| Assigned task |
Restate all data exactly. No images.
▼
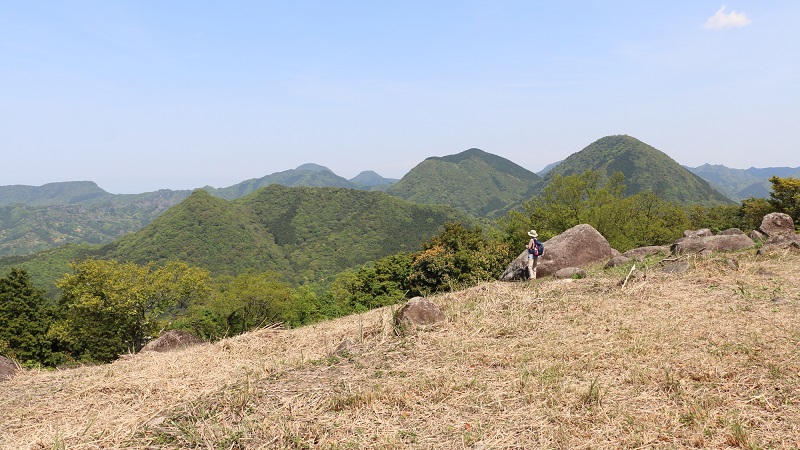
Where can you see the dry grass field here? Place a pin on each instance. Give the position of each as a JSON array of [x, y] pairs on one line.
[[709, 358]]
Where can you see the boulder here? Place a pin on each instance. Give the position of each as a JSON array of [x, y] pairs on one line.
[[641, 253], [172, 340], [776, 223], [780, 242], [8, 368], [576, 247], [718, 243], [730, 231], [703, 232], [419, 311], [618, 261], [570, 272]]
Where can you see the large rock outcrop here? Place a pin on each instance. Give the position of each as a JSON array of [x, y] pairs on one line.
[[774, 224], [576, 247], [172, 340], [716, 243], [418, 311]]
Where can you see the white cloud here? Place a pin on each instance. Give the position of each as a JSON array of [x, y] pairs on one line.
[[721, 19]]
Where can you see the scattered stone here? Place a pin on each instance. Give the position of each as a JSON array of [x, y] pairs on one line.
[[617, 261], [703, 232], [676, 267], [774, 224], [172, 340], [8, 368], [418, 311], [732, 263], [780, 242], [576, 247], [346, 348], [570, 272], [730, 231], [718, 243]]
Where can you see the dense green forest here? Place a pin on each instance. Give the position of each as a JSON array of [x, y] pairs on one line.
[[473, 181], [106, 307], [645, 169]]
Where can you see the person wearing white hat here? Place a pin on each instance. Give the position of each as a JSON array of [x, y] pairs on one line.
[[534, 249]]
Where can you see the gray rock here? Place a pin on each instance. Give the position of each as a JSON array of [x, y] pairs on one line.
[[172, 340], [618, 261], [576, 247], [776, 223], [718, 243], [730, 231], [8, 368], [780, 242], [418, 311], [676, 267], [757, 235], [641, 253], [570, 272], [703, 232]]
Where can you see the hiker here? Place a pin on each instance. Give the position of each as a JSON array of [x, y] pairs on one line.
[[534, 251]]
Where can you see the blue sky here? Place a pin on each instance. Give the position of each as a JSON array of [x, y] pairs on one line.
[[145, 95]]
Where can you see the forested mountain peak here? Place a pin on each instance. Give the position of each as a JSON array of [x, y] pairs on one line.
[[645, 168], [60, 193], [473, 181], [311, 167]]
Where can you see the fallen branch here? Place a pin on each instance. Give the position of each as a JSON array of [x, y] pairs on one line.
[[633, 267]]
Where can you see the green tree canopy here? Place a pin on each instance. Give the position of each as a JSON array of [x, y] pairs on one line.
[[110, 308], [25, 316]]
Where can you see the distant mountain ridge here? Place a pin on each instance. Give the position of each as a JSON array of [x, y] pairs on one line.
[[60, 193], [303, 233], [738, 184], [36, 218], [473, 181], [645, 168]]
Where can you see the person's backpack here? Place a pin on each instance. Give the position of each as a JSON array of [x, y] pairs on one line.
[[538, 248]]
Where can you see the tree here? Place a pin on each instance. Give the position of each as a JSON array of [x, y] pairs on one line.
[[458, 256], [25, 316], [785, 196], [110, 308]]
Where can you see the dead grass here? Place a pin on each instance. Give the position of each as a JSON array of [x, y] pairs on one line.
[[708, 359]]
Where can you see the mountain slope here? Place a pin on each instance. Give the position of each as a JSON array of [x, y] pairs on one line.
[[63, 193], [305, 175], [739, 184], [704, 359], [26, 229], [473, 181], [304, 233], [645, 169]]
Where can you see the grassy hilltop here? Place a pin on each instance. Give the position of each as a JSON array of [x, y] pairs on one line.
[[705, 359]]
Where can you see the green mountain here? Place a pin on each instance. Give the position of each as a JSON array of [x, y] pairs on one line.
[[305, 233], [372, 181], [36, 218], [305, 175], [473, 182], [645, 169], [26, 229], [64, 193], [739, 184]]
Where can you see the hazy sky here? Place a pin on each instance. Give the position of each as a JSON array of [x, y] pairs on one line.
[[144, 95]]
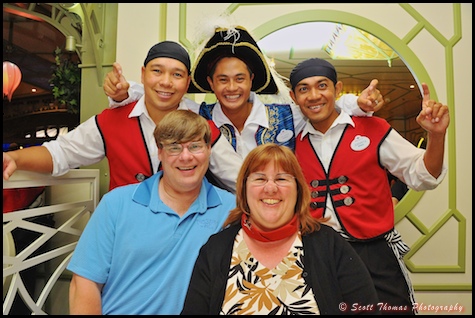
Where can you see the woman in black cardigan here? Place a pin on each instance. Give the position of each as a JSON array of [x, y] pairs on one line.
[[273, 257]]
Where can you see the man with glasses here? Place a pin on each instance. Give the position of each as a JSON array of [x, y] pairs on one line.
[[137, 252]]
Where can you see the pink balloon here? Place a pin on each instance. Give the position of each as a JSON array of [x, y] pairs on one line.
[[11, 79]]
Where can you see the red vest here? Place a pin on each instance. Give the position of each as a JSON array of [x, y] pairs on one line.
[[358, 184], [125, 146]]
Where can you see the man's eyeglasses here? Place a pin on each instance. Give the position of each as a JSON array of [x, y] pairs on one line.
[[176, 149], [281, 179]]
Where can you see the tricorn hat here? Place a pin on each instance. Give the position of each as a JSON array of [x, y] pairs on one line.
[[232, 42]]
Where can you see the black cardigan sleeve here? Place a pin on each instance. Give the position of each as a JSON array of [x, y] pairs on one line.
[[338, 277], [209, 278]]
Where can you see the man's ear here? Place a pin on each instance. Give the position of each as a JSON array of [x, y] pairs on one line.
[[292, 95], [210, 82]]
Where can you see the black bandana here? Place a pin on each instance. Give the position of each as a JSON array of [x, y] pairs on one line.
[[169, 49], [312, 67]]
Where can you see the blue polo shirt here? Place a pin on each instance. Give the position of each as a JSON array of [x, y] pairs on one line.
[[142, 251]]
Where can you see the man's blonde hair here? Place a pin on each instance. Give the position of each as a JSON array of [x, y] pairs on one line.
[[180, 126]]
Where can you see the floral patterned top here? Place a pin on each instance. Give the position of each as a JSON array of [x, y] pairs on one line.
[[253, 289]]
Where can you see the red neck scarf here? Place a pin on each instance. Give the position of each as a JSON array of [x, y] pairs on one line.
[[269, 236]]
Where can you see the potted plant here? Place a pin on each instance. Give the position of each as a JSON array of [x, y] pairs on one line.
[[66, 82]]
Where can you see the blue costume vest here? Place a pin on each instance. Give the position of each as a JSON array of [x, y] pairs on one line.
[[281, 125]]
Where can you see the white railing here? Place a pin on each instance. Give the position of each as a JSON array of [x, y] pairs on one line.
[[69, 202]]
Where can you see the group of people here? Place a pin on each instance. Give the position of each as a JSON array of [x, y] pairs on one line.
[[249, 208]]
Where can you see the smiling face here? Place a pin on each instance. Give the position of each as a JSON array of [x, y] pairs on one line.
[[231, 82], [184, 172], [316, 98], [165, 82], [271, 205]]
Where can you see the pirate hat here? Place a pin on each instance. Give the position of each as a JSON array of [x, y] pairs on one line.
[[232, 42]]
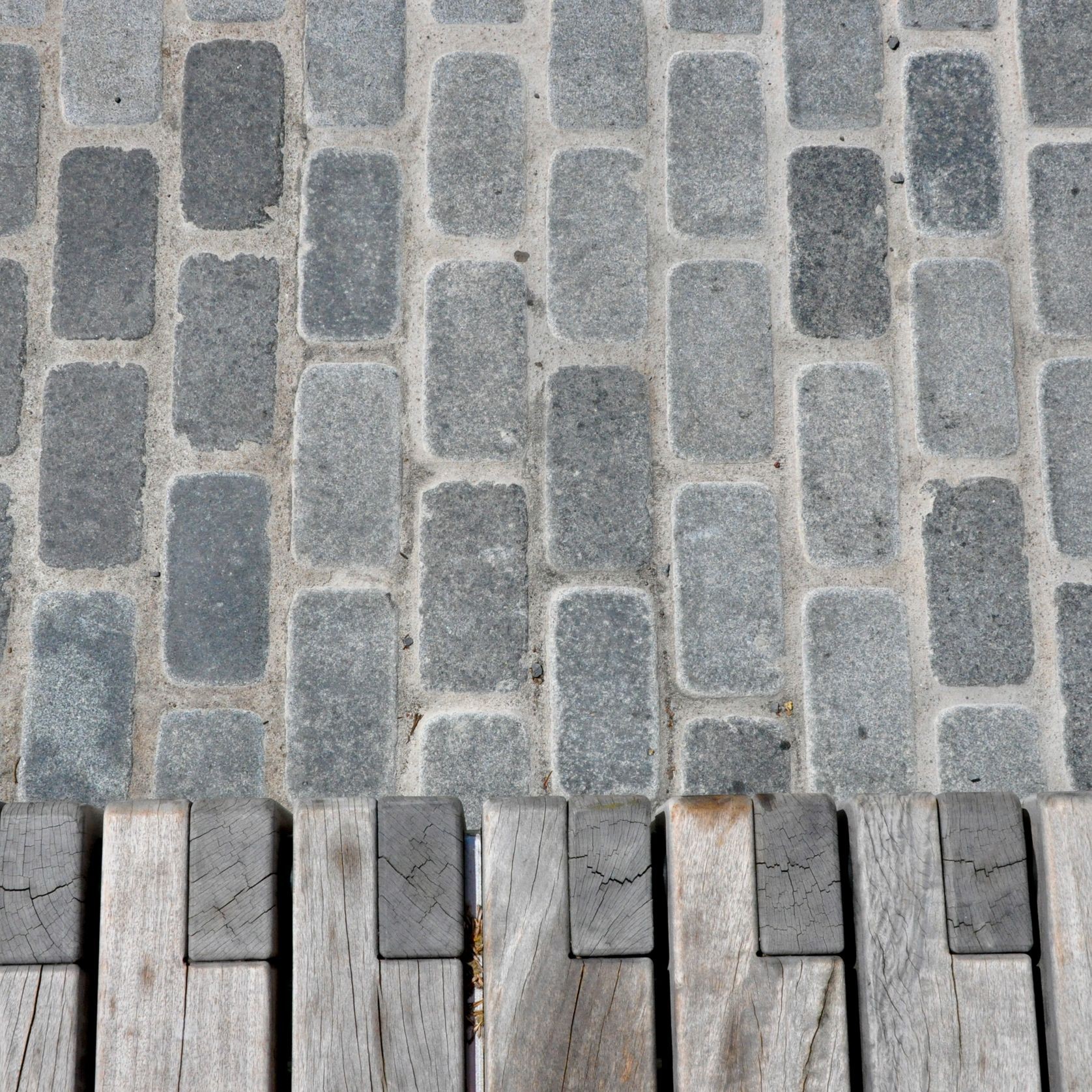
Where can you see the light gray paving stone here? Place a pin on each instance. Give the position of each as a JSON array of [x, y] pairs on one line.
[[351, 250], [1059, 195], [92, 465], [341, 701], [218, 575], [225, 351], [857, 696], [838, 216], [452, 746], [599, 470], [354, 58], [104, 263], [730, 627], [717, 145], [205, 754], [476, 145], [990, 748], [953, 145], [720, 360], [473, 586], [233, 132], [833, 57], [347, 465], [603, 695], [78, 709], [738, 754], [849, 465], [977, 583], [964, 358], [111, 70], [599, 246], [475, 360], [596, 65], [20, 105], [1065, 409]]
▲
| Answer area |
Where can you see the dry grass field here? Place a pin on each instance. Give the position of each as a JSON array of [x, y] pairs on one line.
[[709, 358]]
Where can you see the boulder here? Place a pin on each instance. Give the position of each as a JSON array of [x, y] pairs on one line.
[[641, 253], [172, 340], [776, 223], [780, 242], [8, 368], [576, 247], [718, 243], [730, 231], [703, 232], [419, 311], [618, 261], [570, 272]]
Where can you see the large rock outcrop here? Place a pin on each instance. Give the position of each as a JSON array of [x, y] pairs on one line.
[[774, 224], [576, 247], [172, 340], [716, 243], [418, 311]]
Where can you see the white cloud here? Place a pin on each instance. Give the position of each as a JSON array of [x, y] pairs on one line.
[[721, 19]]
Where can you see the scattered stone here? Place a pin on each instance. Give the position of each as a JSON array of [x, y] pairs on one line.
[[617, 261], [703, 232], [676, 267], [774, 224], [172, 340], [8, 368], [418, 311], [732, 263], [780, 242], [576, 247], [346, 348], [570, 272], [730, 231], [718, 243]]
Where can you see the dense green forest here? Place a pin on each instance. Give the position of each as a JSON array of [x, y] pairs on one line.
[[473, 181], [106, 307], [645, 169]]
Where can you see the person wearing white hat here? Place a pin on each instance. Give the position of each as a JSON array of [x, y] pairs on one line.
[[534, 249]]
Where can you see the gray rock here? Place a pin on each instance. Give the position of each as a JSON array of [x, y] pairs on one line.
[[172, 340], [618, 261], [576, 247], [776, 223], [718, 243], [730, 231], [8, 368], [780, 242], [418, 311], [676, 267], [757, 235], [641, 253], [570, 272], [703, 232]]
Where can you see the hiker here? Place a pin on each instance. Give the position of each as a JSON array of [x, y] pairs on one line.
[[534, 251]]
Where can you see the blue sky here? Place a pin on each instance. Give the position of each as a JSON array of [x, y] pairs on one line.
[[145, 95]]
Where can you see the forested mountain peak here? Place a pin on each instance. Give the position of each as a JSON array of [x, y] pairs on one line.
[[645, 168], [60, 193], [473, 181], [311, 167]]
Where can you see the fallen branch here? Place a pin on each instance. Give the position of each as a JSON array of [x, y] pairs on one line.
[[633, 267]]
Where can you see the green tree canopy here? Place a pin on each instance. Give the position of each as a JSON array of [x, y] pairs on one line.
[[110, 308], [25, 316]]
Where can you see the distant mountain ridge here? Place a pin on each instance. Give the position of each as a JSON array of [x, y] pairs on one line.
[[60, 193], [303, 233], [738, 184], [36, 218], [473, 181], [645, 168]]
Where can you see the person's backpack here? Place a pin on each instance. Give the position of each as a JSON array of [x, y] pairs on one line.
[[538, 248]]
Where can you see the tree here? Place a pin on each instance. Give the position of each as a JSON array of [x, y] pairs on one line.
[[458, 256], [25, 316], [785, 196], [110, 308]]
Where can you see the dead grass here? Place a pin on each instance. Give the position of each as a JSON array of [x, y] pairs on one line.
[[708, 359]]
Where can you see the mountain slope here? Place a pin on each instance. Give the position of each as a JSON array of [x, y] pairs on one line.
[[63, 193], [305, 175], [739, 184], [704, 359], [26, 229], [473, 181], [304, 233], [645, 169]]
Where can you see the grassy hilltop here? Place a pin on each instance. Give the position of each as a JSON array of [x, y] pairs on one line.
[[705, 359]]
Where can you see the green mountain here? Place a pin on each instance. Give the position of each as a JSON array of [x, y] pairs on one line.
[[305, 233], [372, 181], [36, 218], [305, 175], [473, 182], [645, 169], [26, 229], [64, 193], [739, 184]]
Where can you see the hazy sky here? Place a pin on each instance. Give the position of each as a JSON array of [x, y] pairs on one line.
[[144, 95]]
Where can you see the woman in black cardigan here? Place a pin on each instance. Give the position of each as a JSON array of [x, y] pairs on one line.
[[273, 257]]
Where can you see the man with glasses here? Place a pin on each instance. Give the position of each as a JSON array of [x, y] pairs on one line.
[[137, 252]]
Where can you see the pink balloon here? Place a pin on each instance. Give the position of each as a JSON array of [x, y] pairs on one line.
[[11, 79]]
Where can you see the red vest here? Place a pin on each instance. Give the position of each as a JSON array of [x, y] pairs on one line.
[[358, 184], [125, 146]]
Where can you see the man's eyeglasses here? Place a pin on each instance. Give the position of each as a JSON array of [x, y] pairs on one line.
[[176, 149], [281, 179]]
Where can you see the tricorn hat here? Place a pin on each instance. Give the position of each as a JSON array of [x, y] pairs on one line.
[[232, 42]]
Where can you see the black cardigan sleeve here? Place a pin on each instance. Give the position of each as a JSON array of [x, y] pairs on one line.
[[338, 277], [209, 278]]
Where can you see the man's ear here? Place a pin on each instance. Give the position of each as a JSON array of [x, y] pairs on one line.
[[292, 95], [210, 82]]
Where can you see the black bandana here? Place a pin on each instance. Give the position of each as a JSON array of [x, y] pairs on one line.
[[169, 49], [312, 67]]
Where can you see the blue polo shirt here? Place a pin on each instance. Give the position of each as a JSON array of [x, y] pairs on one line.
[[142, 251]]
Where can you see the man's blonde hair here? Place a pin on each instance. Give the position of each as a JSON array of [x, y] pairs on one line.
[[180, 126]]
Where can you see the floral patterned top here? Place a pin on each instance. Give the position of each as a JSON array of [x, y] pairs on one line.
[[253, 289]]
Where can you see the red neck scarf here? Place a pin on each instance. Give the position of each as a JSON array of [x, y] pairs on one line.
[[269, 236]]
Where can you see the potted plant here? Place a pin on each instance. Give the position of each as a JSON array of [x, y] pairs on one line.
[[66, 82]]
Where can you see the blue costume vest here? Place a pin on each instance. Give the position of each as a JSON array of [x, y] pairs on one line.
[[281, 125]]
Where can you see the white railing here? Place a pin on each instance. Give the position of each as a JSON array of [x, y] pairs on one line.
[[69, 202]]
Where can you see the group of people here? Place a pin on each instance. Give the position of each as a JSON array of [x, y] pairs on one line.
[[249, 208]]
Where can you see the smiling face here? Place a pin on each instance. Give the position of each as a JSON array of [x, y] pairs on one line.
[[231, 82], [184, 172], [316, 98], [165, 82], [271, 205]]
Where can you see the pirate hat here? Place a pin on each instance. Give the position of each as a JSON array of [x, y] pairs on one line.
[[232, 42]]
Where can you see the light gray paving stone here? Place a pin on each instance. Give the position of each as a JSON array of [x, y] pairs on one line.
[[351, 250], [1059, 195], [92, 465], [341, 701], [218, 575], [225, 351], [857, 696], [838, 216], [452, 746], [599, 470], [354, 58], [104, 263], [730, 627], [717, 145], [205, 754], [476, 145], [990, 748], [953, 145], [720, 360], [473, 586], [233, 132], [833, 57], [347, 465], [603, 695], [78, 709], [738, 754], [849, 465], [977, 583], [964, 358], [111, 70], [599, 246], [475, 360], [596, 65], [20, 105], [1065, 409]]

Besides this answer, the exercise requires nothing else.